### Source excerpt

——————————

Skip to content

bucket_batch_sampler

allennlp.data.samplers.bucket_batch_sampler

[SOURCE]


add_noise_to_value

def add_noise_to_value(value: int, noise_param: float)

BucketBatchSampler

@BatchSampler.register("bucket")
class BucketBatchSampler(BatchSampler):
 | def __init__(
 |     self,
 |     batch_size: int,
 |     sorting_keys: List[str] = None,
 |     padding_noise: float = 0.1,
 |     drop_last: bool = False,
 |     shuffle: bool = True
 | )

An sampler which by default, argsorts batches with respect to the maximum input lengths per batch. You can provide a list of field names and padding keys (or pass none, in which case they will be inferred) which the dataset will be sorted by before doing this batching, causing inputs with similar length to be batched together, making computation more efficient (as less time is wasted on padded elements of the batch).

Parameters

  • batch_size : int
    The size of each batch of instances yielded when calling the data_loader.

——————————

### Supplied data
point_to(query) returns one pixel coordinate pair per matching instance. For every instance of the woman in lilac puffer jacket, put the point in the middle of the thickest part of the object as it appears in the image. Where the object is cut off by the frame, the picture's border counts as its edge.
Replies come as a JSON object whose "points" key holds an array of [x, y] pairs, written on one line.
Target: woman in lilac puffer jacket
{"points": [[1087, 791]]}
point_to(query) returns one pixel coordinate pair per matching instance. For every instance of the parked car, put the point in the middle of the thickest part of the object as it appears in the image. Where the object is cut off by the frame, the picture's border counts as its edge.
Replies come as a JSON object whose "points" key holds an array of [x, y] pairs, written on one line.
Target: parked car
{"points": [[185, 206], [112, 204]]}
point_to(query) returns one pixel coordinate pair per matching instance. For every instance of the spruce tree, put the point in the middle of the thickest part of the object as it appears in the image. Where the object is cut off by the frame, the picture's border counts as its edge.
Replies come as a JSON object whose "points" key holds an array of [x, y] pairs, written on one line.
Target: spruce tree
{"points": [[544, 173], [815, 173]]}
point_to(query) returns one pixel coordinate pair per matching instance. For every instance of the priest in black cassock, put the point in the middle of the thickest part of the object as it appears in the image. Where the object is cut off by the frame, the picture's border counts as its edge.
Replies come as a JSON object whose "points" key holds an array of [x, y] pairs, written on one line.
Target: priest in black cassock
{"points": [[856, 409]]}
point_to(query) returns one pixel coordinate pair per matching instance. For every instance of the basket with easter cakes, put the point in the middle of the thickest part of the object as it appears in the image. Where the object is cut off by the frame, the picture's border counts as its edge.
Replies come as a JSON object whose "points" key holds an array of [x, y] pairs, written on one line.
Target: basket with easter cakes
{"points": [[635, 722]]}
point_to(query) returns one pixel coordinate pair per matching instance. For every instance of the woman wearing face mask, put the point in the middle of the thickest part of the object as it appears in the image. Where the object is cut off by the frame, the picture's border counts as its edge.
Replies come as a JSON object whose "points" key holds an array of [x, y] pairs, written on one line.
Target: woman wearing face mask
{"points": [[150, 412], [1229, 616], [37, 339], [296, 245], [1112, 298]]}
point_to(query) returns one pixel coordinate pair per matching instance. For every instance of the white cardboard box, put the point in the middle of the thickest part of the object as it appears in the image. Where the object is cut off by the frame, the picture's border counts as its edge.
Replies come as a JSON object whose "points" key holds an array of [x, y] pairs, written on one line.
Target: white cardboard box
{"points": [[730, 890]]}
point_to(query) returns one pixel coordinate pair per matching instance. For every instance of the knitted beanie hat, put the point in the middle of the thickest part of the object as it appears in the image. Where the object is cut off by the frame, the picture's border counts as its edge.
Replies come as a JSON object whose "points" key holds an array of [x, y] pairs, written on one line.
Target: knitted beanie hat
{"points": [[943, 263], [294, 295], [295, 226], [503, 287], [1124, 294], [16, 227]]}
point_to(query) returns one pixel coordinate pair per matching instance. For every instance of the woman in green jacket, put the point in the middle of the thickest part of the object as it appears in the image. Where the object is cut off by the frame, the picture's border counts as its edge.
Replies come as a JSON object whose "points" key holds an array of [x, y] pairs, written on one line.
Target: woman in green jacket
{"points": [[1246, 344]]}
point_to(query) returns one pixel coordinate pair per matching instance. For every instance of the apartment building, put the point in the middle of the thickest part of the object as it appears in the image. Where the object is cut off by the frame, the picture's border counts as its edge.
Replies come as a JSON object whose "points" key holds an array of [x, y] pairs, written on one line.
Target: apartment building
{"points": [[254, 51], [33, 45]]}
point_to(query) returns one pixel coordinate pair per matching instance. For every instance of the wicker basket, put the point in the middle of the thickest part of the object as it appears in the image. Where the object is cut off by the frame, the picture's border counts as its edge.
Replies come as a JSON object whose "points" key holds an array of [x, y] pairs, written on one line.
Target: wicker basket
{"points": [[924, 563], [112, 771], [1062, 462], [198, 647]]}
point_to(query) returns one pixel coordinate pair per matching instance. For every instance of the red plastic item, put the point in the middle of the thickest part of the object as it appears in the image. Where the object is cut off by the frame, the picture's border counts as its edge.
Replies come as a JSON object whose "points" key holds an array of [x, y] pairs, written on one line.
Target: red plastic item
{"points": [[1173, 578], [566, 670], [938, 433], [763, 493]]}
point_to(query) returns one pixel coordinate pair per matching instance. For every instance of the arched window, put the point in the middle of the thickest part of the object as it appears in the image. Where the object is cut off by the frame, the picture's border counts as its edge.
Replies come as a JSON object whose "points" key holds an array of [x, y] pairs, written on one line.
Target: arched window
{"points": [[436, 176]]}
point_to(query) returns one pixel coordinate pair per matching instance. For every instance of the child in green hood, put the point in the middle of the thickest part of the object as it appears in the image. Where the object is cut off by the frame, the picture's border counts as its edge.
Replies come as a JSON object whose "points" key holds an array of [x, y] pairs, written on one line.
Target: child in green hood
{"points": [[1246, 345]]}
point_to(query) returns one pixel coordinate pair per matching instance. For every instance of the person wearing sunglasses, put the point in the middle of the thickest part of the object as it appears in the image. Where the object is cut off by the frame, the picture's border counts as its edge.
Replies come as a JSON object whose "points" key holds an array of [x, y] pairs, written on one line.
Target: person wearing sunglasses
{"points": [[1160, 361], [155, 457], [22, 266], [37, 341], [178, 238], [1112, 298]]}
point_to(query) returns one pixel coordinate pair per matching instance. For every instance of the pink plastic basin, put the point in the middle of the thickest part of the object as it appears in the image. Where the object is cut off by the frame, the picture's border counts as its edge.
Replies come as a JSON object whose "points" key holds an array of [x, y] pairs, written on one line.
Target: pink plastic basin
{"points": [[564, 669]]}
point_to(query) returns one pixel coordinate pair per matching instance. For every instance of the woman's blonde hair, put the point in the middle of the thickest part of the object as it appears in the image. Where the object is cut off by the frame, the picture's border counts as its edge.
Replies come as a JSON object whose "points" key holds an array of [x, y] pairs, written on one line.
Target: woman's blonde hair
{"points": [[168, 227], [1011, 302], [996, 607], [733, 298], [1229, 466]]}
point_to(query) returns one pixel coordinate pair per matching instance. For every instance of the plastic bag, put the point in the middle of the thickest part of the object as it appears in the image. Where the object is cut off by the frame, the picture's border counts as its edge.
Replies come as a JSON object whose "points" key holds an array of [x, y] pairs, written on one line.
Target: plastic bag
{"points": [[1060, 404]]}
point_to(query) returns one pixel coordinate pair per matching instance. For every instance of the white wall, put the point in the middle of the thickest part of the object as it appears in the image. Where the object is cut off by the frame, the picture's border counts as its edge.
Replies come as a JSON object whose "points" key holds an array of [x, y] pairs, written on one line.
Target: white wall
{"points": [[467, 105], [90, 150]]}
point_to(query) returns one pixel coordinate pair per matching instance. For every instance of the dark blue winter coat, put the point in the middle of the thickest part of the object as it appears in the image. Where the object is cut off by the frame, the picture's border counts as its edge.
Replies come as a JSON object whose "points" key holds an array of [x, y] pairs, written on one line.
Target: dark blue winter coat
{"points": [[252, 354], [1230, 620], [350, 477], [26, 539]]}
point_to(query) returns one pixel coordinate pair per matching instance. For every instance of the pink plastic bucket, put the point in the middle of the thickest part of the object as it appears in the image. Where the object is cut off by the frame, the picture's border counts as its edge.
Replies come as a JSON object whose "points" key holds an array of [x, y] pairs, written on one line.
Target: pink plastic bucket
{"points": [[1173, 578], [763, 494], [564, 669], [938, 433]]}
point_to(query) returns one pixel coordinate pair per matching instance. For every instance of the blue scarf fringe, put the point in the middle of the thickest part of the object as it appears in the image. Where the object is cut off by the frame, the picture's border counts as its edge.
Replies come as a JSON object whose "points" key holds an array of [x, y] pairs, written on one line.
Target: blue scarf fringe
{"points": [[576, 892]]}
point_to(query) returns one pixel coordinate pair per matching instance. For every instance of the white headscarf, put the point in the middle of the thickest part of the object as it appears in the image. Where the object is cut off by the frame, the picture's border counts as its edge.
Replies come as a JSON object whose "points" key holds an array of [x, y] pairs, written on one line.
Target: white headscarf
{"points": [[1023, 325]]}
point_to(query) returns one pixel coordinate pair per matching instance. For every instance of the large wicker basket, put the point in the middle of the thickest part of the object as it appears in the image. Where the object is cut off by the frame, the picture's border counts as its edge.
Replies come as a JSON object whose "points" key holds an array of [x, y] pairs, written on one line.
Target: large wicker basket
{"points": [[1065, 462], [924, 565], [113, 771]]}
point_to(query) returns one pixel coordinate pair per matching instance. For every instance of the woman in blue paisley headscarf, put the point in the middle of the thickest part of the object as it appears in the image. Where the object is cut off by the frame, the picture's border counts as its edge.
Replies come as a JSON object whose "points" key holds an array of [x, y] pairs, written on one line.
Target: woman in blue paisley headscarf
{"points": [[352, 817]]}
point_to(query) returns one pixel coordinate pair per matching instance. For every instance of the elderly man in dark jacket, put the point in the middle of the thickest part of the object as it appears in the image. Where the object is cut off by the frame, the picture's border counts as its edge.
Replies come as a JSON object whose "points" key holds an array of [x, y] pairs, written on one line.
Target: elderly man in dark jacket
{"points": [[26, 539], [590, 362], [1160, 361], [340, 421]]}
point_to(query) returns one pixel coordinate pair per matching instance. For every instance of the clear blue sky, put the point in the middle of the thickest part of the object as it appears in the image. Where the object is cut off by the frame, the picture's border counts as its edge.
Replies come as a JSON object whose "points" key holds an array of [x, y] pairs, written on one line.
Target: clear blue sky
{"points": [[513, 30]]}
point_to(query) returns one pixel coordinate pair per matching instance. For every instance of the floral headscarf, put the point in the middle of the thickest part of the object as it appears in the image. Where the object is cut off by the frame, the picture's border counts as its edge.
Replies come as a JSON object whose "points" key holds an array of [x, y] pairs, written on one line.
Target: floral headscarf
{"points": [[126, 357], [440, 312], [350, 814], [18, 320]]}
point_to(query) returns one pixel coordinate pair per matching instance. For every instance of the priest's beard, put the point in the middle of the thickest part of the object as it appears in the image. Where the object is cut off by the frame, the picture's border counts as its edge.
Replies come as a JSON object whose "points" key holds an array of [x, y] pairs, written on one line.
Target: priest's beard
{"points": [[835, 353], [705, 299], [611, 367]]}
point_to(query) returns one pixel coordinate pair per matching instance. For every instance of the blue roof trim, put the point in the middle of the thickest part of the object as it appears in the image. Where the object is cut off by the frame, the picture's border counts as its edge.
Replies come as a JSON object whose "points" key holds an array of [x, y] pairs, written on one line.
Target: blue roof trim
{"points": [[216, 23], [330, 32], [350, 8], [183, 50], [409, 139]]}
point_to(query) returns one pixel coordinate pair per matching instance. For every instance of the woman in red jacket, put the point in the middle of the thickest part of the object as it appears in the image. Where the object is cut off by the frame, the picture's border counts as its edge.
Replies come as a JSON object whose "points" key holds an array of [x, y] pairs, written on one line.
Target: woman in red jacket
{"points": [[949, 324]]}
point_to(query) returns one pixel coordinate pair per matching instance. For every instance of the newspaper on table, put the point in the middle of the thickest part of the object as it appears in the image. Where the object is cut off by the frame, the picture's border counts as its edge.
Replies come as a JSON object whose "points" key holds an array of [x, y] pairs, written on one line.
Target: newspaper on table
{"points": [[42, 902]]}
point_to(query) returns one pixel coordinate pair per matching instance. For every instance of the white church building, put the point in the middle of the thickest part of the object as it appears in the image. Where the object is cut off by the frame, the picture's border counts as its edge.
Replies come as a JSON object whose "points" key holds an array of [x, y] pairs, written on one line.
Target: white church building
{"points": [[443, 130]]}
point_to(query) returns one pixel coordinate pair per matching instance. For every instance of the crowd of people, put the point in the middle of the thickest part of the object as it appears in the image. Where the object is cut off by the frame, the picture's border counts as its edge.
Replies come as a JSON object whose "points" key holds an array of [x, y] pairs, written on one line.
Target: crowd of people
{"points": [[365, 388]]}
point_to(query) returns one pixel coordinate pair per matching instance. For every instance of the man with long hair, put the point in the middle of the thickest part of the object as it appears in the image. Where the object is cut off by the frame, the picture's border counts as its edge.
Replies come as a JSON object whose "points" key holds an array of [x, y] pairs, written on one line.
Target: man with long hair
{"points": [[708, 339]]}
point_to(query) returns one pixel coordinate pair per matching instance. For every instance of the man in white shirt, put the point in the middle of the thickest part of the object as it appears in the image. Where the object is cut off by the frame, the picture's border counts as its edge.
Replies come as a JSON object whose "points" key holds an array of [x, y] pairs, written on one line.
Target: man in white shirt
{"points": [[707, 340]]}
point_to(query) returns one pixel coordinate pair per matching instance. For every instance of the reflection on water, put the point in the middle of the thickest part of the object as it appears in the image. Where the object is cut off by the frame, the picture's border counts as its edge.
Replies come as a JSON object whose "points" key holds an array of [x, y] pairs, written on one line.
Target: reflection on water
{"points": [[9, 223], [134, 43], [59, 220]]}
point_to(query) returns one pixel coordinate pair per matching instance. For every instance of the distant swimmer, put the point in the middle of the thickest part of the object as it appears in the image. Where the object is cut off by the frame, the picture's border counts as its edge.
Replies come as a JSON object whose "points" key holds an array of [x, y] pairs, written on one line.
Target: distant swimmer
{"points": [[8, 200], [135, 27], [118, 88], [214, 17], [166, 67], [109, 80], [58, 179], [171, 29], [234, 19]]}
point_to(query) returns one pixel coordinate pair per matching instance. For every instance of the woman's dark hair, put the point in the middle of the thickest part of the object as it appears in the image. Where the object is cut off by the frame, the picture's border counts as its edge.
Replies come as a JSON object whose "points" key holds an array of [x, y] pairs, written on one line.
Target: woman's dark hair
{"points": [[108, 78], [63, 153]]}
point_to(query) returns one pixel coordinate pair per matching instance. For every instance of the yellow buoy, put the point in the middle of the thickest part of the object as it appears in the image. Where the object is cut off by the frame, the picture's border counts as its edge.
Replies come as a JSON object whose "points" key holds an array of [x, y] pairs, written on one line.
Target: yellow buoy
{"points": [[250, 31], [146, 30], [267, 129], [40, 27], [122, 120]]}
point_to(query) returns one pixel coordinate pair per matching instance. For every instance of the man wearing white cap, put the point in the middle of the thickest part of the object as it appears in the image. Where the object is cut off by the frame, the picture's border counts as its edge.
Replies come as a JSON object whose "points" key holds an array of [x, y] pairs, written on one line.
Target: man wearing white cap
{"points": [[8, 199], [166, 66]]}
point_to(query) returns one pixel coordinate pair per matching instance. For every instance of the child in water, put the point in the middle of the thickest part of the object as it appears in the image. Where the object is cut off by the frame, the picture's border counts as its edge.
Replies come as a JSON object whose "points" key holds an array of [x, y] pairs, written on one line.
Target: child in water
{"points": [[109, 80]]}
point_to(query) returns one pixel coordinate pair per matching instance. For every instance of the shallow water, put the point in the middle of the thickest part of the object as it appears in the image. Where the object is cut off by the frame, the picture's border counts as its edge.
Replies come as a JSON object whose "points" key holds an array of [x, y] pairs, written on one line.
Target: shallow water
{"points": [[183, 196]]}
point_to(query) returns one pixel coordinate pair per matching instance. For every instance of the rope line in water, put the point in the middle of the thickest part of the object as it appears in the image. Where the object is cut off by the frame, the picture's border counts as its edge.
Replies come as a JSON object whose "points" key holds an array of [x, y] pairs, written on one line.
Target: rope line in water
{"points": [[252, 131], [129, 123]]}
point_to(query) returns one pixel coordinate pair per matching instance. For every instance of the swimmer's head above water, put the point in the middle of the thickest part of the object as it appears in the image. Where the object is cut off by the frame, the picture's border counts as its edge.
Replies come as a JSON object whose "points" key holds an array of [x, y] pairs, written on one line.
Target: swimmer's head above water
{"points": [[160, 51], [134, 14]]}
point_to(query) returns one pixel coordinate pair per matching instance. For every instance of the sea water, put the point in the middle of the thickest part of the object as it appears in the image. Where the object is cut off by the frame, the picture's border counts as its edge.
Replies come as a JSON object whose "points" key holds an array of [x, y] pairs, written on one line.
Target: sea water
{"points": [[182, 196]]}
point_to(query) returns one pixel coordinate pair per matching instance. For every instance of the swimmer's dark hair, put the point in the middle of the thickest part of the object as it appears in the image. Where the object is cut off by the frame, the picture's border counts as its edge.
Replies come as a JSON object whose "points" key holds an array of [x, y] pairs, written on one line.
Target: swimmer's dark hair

——————————

### Written exercise
According to the bucket_batch_sampler page, why does sorting the dataset by field lengths before batching make computation more efficient? Answer in one to three sentences.

### Exercise result
Sorting by length puts inputs of similar length in the same batch. That means less time is wasted on the padded parts of each batch.